━━ MATERIALS PROVIDED ━━

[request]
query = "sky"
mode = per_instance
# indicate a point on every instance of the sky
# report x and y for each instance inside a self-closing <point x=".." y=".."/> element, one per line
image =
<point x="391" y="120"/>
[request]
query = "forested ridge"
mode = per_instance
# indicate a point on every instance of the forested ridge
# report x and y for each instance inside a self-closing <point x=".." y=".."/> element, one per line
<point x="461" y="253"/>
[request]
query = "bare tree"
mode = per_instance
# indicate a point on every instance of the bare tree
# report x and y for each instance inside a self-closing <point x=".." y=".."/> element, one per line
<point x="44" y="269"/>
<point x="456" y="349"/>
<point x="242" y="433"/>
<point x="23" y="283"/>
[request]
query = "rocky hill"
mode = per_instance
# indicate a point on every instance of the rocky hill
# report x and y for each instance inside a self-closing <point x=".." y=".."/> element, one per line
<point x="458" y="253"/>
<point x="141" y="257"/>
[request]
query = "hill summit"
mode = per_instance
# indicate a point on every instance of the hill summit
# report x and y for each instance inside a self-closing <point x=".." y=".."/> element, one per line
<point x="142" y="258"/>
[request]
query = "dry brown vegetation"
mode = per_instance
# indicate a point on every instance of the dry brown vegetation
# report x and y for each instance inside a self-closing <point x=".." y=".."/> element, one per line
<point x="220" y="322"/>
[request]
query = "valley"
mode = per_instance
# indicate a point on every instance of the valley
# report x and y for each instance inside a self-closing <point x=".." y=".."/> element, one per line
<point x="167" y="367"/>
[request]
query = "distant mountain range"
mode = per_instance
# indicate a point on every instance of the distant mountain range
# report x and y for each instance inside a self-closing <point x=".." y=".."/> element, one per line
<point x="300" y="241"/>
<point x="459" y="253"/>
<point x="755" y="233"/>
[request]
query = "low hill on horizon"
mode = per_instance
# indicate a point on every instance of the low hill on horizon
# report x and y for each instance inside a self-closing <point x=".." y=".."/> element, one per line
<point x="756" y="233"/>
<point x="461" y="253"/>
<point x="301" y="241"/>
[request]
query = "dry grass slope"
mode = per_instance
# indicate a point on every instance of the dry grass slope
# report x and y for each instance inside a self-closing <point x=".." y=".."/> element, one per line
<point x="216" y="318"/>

━━━
━━ MATERIALS PROVIDED ━━

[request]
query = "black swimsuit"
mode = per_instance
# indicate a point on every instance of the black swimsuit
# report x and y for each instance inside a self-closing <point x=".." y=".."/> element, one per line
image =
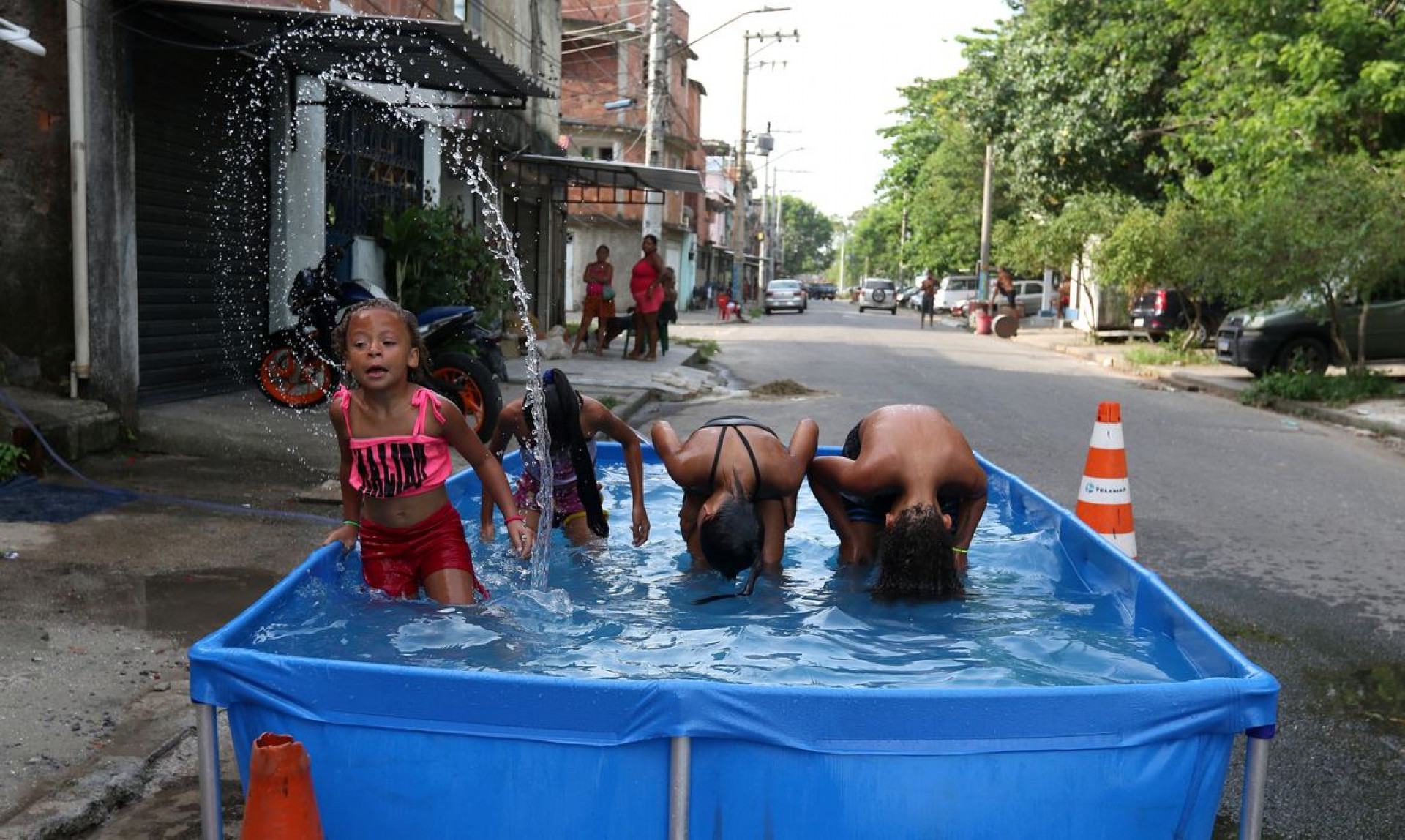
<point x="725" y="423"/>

━━━

EXERCISE: Look through the records and gather each line with the word "hill".

WRITTEN RESPONSE:
query = "rocky hill"
# indicate a point on every instance of the rocky hill
query = "hill summit"
# indicate a point on every instance of the hill summit
query = "low hill on horizon"
# indicate a point on every instance of the low hill on horizon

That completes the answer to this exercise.